WHAT THIS TASK INVOLVES
Your answer should hold exactly the lines from the one with "If you could point to the exterior" through the final line of the data below, reproduced as written.

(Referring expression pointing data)
----
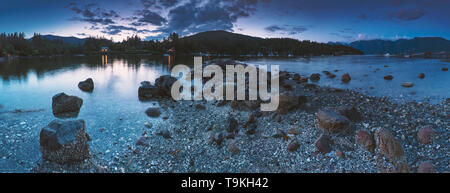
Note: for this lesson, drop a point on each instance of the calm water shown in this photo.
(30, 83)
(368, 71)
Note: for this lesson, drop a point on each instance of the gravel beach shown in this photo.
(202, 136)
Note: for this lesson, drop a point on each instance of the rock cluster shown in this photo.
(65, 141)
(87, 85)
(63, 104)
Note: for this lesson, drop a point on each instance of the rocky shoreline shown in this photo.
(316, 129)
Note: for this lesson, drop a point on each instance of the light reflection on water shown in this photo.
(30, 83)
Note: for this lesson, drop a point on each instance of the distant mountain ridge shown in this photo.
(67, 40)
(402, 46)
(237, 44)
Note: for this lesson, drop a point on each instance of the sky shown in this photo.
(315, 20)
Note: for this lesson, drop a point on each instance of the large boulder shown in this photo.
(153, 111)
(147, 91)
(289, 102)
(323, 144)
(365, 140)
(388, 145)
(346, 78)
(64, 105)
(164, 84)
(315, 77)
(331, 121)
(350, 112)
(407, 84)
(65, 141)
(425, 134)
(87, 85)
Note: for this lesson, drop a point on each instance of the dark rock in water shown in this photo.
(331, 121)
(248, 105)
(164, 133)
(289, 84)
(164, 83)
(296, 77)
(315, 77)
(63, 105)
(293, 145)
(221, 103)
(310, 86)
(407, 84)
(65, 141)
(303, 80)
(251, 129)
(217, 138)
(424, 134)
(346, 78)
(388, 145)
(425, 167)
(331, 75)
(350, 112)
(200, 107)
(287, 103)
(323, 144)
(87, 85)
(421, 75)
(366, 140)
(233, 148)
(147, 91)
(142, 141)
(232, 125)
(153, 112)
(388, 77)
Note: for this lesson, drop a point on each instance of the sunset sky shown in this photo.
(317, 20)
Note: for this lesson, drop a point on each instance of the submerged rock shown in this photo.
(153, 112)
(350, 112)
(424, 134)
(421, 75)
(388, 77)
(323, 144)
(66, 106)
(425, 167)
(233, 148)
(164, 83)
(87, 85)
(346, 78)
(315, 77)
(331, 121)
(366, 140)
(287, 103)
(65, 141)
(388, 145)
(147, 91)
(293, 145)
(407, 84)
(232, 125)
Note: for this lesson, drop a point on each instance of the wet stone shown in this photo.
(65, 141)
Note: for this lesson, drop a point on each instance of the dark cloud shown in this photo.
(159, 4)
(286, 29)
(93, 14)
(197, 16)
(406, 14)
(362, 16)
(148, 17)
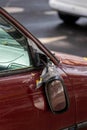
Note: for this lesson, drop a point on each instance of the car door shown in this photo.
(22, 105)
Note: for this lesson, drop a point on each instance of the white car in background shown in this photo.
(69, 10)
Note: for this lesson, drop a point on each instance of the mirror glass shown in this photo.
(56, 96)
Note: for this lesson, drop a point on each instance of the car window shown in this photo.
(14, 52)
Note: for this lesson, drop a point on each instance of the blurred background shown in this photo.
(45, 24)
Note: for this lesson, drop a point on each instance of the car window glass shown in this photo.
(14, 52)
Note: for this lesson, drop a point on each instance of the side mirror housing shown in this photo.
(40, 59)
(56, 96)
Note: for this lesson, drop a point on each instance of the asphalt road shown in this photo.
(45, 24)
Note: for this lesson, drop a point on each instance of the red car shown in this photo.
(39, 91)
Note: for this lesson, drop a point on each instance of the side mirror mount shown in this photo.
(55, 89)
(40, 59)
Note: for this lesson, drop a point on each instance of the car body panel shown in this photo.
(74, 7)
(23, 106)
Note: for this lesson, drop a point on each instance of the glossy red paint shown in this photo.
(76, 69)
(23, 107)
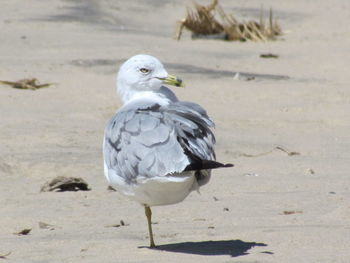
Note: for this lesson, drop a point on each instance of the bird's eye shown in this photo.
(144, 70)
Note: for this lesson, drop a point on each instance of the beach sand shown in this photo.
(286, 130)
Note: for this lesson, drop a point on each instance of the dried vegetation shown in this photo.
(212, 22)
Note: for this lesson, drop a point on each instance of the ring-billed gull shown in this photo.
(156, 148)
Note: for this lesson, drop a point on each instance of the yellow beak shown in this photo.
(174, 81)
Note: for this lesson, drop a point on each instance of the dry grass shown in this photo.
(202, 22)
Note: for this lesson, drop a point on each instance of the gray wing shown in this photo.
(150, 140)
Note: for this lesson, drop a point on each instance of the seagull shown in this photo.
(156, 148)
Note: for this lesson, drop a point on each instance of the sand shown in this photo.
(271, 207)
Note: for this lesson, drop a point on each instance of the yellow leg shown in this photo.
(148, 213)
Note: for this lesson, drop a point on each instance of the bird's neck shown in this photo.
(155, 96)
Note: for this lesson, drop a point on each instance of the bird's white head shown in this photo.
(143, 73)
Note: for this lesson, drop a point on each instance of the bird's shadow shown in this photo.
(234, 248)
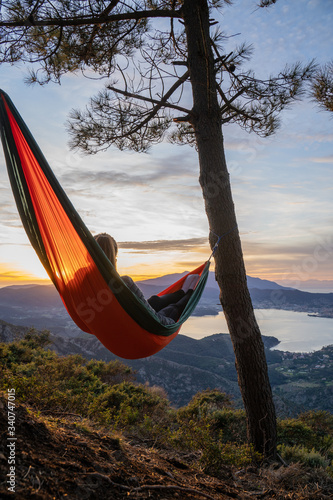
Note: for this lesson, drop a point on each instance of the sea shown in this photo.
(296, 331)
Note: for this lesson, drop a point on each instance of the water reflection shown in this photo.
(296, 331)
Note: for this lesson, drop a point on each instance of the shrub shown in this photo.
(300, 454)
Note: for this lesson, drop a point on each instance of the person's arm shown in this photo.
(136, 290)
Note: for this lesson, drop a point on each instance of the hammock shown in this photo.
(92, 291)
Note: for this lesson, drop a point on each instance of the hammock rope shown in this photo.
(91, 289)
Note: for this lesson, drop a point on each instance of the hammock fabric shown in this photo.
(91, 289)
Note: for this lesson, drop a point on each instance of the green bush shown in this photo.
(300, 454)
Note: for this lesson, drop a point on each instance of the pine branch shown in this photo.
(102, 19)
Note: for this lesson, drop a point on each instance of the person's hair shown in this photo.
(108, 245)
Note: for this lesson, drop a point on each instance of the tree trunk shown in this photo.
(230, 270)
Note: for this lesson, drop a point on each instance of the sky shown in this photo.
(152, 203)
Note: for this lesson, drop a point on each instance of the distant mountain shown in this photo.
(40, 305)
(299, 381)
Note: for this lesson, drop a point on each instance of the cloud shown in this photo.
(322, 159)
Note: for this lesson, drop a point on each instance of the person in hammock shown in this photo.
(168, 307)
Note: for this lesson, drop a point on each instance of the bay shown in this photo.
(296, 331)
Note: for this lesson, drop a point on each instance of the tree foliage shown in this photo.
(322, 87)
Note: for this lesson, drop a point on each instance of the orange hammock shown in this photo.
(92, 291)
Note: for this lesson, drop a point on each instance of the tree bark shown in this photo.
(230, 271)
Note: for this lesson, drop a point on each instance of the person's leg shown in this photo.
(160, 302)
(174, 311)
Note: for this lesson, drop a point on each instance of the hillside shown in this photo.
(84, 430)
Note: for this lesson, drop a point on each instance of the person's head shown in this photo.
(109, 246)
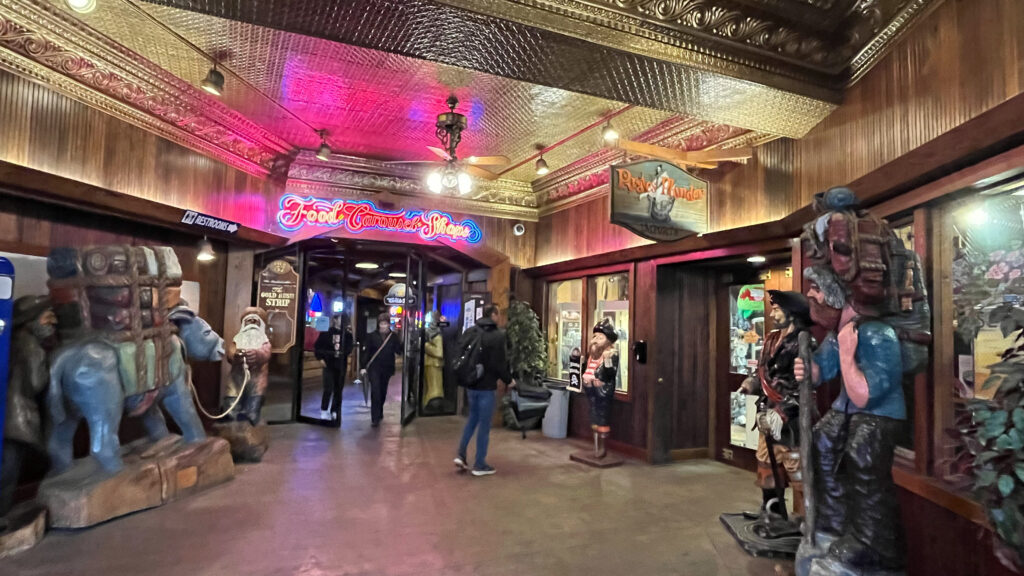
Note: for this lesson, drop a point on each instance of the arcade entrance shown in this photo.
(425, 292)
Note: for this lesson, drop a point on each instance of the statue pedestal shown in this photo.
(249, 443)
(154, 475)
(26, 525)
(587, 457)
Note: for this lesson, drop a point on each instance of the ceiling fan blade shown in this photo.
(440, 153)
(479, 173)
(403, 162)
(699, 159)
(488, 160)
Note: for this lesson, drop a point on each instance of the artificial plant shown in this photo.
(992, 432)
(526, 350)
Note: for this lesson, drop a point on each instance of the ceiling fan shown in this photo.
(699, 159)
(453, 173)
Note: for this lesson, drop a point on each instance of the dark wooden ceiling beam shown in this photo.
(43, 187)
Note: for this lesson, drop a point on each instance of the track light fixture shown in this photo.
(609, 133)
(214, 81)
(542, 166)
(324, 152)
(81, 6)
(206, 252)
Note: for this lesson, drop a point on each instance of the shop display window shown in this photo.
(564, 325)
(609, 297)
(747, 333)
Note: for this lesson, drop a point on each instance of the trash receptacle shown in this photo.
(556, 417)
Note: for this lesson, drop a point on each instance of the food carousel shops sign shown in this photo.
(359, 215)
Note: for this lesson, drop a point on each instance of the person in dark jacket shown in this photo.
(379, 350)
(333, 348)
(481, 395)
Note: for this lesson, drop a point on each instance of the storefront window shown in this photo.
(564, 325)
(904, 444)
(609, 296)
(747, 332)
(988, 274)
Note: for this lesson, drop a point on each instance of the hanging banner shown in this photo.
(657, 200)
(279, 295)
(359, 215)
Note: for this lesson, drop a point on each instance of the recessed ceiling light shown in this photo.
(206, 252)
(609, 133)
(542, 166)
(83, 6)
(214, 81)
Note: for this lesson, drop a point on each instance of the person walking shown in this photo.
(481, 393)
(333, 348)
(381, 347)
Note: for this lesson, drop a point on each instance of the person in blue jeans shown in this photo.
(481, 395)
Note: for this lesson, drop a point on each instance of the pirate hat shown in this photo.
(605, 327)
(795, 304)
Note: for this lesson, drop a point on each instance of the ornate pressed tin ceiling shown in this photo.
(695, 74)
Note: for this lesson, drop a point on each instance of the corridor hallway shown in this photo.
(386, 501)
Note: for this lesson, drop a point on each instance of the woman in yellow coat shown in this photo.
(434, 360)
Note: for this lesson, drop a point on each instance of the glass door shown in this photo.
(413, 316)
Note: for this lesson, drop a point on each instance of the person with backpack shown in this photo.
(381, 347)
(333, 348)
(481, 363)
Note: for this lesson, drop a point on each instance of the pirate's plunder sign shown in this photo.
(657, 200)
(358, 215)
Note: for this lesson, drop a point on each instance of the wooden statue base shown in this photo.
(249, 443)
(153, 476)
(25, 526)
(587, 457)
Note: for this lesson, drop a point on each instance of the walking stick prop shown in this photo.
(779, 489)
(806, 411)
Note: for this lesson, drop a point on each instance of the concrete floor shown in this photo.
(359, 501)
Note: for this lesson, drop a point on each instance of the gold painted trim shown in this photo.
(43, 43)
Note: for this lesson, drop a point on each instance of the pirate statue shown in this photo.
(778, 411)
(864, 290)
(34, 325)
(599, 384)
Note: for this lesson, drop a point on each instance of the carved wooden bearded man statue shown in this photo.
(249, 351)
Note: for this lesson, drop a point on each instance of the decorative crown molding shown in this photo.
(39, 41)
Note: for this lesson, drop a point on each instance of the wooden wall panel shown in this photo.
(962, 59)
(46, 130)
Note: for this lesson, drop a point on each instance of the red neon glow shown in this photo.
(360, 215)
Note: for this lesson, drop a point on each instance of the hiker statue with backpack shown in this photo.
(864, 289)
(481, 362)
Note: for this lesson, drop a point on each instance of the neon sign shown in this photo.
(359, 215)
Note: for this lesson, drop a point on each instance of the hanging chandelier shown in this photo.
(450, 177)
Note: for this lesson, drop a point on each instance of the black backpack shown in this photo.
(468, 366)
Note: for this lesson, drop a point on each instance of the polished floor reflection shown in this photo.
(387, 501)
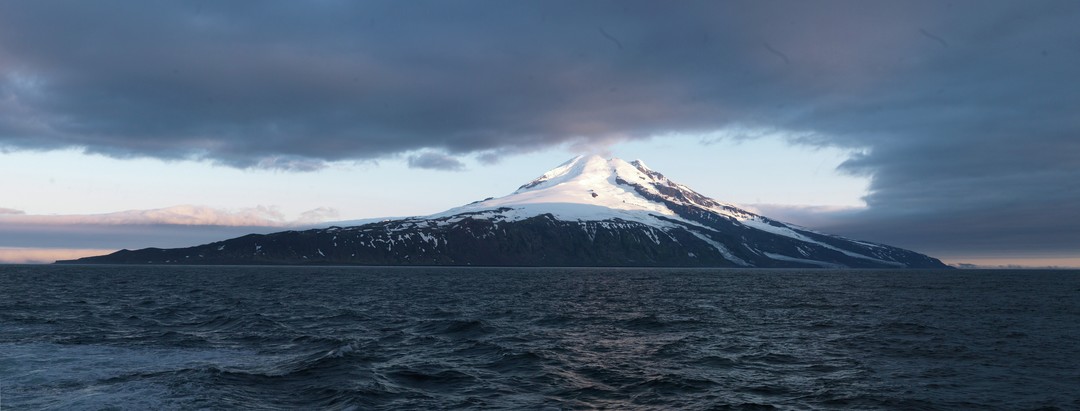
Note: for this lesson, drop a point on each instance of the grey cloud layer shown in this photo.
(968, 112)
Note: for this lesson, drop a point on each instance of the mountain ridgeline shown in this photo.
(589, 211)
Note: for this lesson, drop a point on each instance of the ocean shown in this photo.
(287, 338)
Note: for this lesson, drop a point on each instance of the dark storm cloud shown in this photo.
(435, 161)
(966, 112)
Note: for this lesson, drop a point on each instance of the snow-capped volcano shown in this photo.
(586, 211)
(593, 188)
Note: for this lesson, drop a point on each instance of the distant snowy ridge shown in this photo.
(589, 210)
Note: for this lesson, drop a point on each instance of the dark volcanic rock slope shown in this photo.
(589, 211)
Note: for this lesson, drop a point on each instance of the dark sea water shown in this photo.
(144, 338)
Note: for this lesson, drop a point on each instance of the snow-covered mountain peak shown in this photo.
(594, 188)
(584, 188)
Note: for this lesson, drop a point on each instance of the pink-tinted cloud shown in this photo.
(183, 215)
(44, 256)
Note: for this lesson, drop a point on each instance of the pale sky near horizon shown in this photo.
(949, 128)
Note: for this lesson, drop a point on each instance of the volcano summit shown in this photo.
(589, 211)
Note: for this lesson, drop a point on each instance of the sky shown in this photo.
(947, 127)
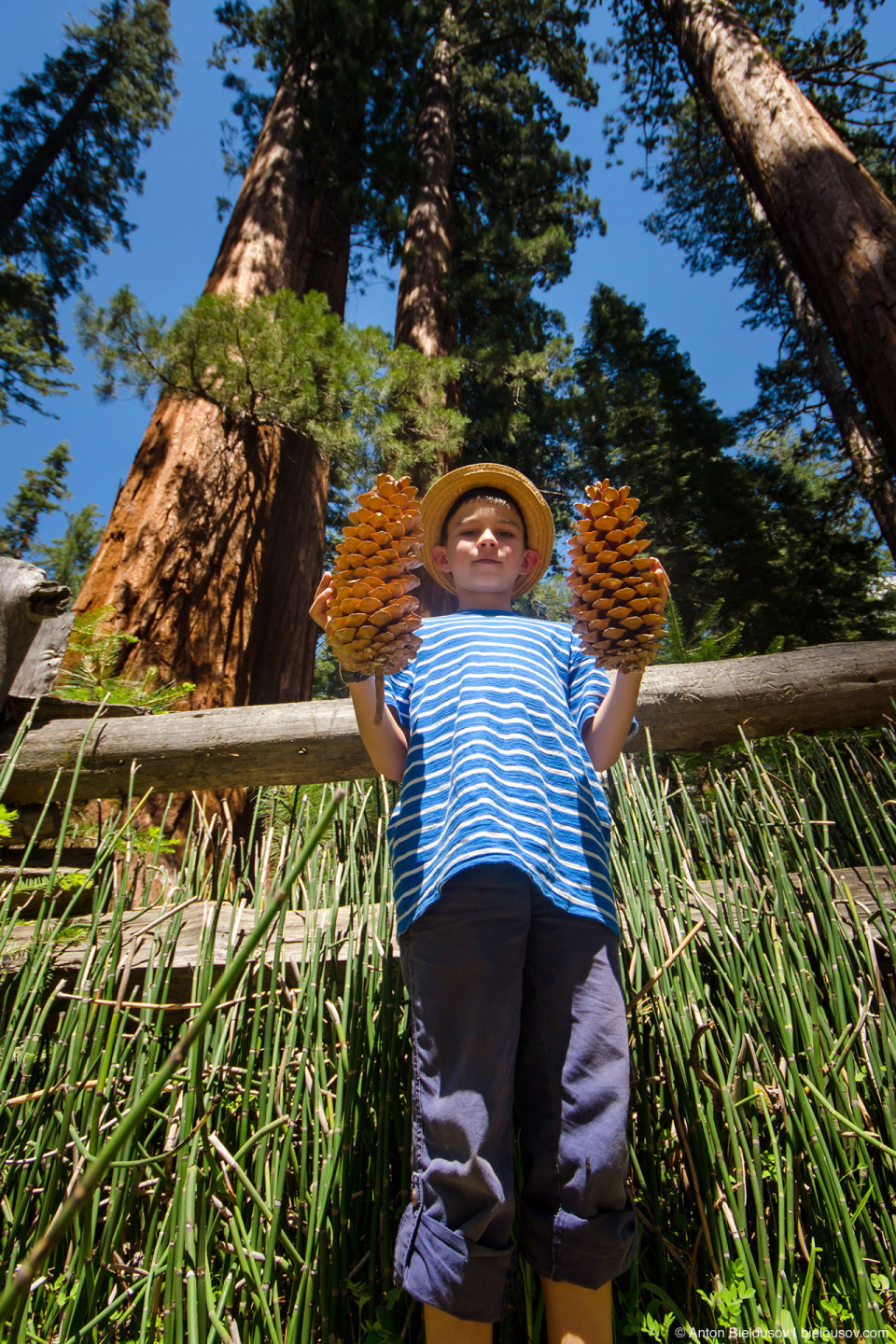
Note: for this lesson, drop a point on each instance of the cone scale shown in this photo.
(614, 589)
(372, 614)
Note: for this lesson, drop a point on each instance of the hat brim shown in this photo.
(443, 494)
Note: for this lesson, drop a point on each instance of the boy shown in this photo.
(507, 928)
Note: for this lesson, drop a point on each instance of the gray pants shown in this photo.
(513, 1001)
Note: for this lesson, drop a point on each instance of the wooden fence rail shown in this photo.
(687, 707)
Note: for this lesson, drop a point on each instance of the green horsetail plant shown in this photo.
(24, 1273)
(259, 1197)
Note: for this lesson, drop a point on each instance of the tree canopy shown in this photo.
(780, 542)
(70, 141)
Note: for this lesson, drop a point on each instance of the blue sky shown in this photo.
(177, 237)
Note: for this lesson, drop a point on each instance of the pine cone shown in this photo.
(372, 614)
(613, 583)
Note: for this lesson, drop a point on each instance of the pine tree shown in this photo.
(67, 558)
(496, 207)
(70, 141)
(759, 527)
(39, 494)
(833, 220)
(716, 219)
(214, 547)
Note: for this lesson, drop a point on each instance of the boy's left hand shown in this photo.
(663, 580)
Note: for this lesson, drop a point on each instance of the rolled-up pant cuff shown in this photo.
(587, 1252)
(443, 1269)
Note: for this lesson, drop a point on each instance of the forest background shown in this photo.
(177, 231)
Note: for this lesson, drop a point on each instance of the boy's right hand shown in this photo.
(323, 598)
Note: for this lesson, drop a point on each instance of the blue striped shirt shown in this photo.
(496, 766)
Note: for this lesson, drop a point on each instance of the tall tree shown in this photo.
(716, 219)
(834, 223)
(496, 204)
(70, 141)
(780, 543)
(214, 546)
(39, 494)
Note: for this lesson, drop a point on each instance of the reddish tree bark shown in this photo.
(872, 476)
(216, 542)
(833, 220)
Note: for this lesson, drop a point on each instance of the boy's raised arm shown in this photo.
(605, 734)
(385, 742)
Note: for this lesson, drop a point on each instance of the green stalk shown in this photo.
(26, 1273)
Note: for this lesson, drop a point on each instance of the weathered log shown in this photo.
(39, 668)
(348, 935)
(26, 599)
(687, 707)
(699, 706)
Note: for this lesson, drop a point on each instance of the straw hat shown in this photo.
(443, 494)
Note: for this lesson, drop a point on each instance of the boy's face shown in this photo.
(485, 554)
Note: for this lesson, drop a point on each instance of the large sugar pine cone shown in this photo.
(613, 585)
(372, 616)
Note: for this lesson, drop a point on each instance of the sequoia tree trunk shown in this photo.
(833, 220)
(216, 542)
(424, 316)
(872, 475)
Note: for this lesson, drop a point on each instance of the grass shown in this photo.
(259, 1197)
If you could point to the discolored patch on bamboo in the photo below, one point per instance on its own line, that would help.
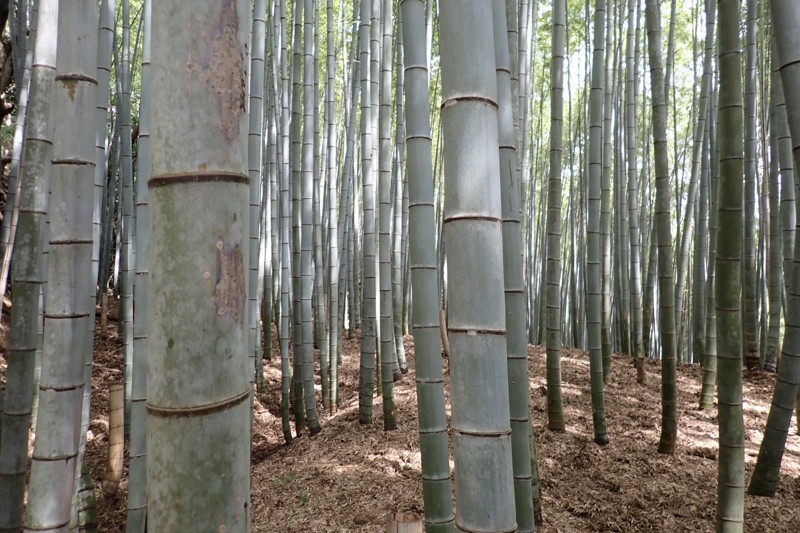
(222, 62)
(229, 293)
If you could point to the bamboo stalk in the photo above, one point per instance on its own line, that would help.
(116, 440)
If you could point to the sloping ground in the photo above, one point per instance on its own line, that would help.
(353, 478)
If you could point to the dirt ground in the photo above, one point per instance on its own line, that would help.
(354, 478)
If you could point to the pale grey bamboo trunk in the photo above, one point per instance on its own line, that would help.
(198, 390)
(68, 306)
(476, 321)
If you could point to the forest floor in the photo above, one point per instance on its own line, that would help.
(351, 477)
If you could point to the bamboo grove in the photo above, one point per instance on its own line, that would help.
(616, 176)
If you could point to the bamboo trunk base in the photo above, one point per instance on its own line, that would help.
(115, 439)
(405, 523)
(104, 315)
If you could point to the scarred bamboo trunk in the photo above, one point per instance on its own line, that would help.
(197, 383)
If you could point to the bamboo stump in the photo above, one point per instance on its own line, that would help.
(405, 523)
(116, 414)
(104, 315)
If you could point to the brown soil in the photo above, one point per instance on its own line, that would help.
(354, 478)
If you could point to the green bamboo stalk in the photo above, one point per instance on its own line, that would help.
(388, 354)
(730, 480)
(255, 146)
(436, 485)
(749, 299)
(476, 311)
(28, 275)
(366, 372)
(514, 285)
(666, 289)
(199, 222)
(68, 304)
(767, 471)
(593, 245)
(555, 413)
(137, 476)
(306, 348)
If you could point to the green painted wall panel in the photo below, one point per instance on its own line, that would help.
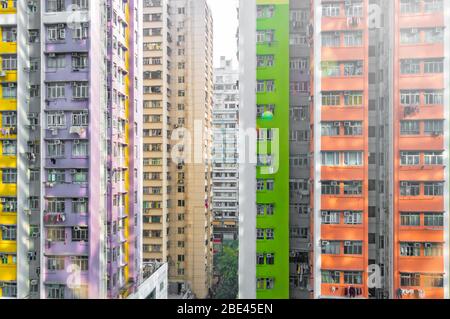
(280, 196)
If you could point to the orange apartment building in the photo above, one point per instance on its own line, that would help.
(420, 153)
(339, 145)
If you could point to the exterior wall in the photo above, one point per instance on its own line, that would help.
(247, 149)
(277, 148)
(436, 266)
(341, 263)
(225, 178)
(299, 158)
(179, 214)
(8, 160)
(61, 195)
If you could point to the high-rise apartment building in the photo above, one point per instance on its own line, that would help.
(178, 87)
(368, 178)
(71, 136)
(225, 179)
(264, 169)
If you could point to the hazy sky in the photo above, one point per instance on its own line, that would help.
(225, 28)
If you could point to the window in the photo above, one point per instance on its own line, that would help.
----
EXERCISE OUTPUT
If you could point to the exterior wall in the photo above, one point per instance on its own line, that would help.
(247, 149)
(277, 148)
(436, 266)
(341, 263)
(225, 178)
(299, 158)
(179, 214)
(8, 160)
(61, 195)
If you could point to the high-rise apartment building in the photo above, one point per instance on its own line, that would help.
(178, 87)
(368, 178)
(71, 136)
(225, 179)
(264, 169)
If you could point to the hazy sky in the photo above, one point per instance on its own line, that would help.
(225, 28)
If you could point to the window in the photo above, one point per instance on its own line, that would help.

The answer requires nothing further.